# Estratto fornito
━━━━━━━━━━
Nel 2018 è scoppiata una nuova epidemia di Ebola in Africa, stavolta concentrata nella Repubblica Democratica del Congo. La precedente era avvenuta nel 2013-2014 e aveva colpito principalmente Guinea, Liberia e Sierra Leone. Rispetto alla prima ondata, le autorità sanitarie stanno gestendo con maggiore efficacia l’epidemia, pur con tante difficoltà legate principalmente alla logistica. Ma se non altro possono disporre di uno strumento che fino a pochi anni fa non esisteva: Ervebo, il vaccino contro Ebola. La testata STAT ha ricostruito la storia che ha portato alla nascita di tale vaccino, che viene da un’intuizione nei primi anni ’90 e continua fino all’epidemia del 2014.
L’intuizione fondamentale
Nei primi anni ’90, uno scienziato di Yale di nome John “Jack” Rose stava tentando di mettere a punto un sistema per utilizzare il virus della stomatite vescicolare come vettore del vaccino. Il virus avrebbe innescato una rapida risposta immunitaria dell’organismo, aumentando la produzione di anticorpi e quindi l’efficacia del vaccino. Nel 1994, un collega di un’università tedesca riuscì dove Rose aveva fallito, inoculando con successo in laboratorio un vaccino contro la rabbia. Testare quel tipo di tecnologia su Ebola era però problematico, data la pericolosità del virus. Rose, dopo avere tentato di proporre il proprio progetto a oltre 100 laboratori nel mondo, fu accettato in un centro di ricerca tedesco, nella città di Marburg. Negli anni il team di ricerca crebbe, integrando le competenze di diversi scienziati. Fu poi il Canada a realizzare una struttura adatta a portare avanti la sperimentazione su Ebola in totale sicurezza. Due studiosi tedeschi che avevano contribuito al progresso della ricerca, Heinz Feldmann e Hans-Dieter Klenk, furono reclutati per lavorare nei nuovi laboratori. Nella nuova sede di Winnipeg, si poté finalmente inoculare i topi con il vaccino contenente la glicoproteina di Ebola. Le cavie non ebbero conseguenze e anzi, una volta esposti al virus, risultavano completamente immuni al contagio.
━━━━━━━━━━
# Righe estratte
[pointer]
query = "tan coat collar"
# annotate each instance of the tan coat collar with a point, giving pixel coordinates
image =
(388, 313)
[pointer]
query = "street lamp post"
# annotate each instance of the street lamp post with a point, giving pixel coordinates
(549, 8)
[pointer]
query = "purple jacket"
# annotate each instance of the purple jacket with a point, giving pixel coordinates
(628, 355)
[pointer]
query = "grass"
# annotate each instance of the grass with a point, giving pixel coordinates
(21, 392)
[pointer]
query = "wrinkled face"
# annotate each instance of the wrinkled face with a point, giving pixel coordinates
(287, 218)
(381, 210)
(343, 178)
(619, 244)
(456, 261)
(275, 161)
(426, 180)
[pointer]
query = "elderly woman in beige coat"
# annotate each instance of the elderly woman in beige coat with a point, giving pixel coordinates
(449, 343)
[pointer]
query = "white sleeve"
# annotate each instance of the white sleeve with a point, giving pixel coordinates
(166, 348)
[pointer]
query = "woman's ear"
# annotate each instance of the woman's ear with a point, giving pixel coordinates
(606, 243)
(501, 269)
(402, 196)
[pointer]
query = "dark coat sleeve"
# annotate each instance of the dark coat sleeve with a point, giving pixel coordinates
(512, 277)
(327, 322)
━━━━━━━━━━
# Compito assegnato
Rispondi a queste domande sull'estratto:
(a) In quale paese si concentra l'epidemia di Ebola scoppiata nel 2018?
(b) In quale città tedesca fu accettato il progetto di Rose?
(c) Dove si poterono inoculare i topi con il vaccino contenente la glicoproteina di Ebola?
Le righe non c'entrano niente con l'estratto.

# Risposta al compito
(a) Nella Repubblica Democratica del Congo.
(b) A Marburg.
(c) Nella nuova sede di Winnipeg.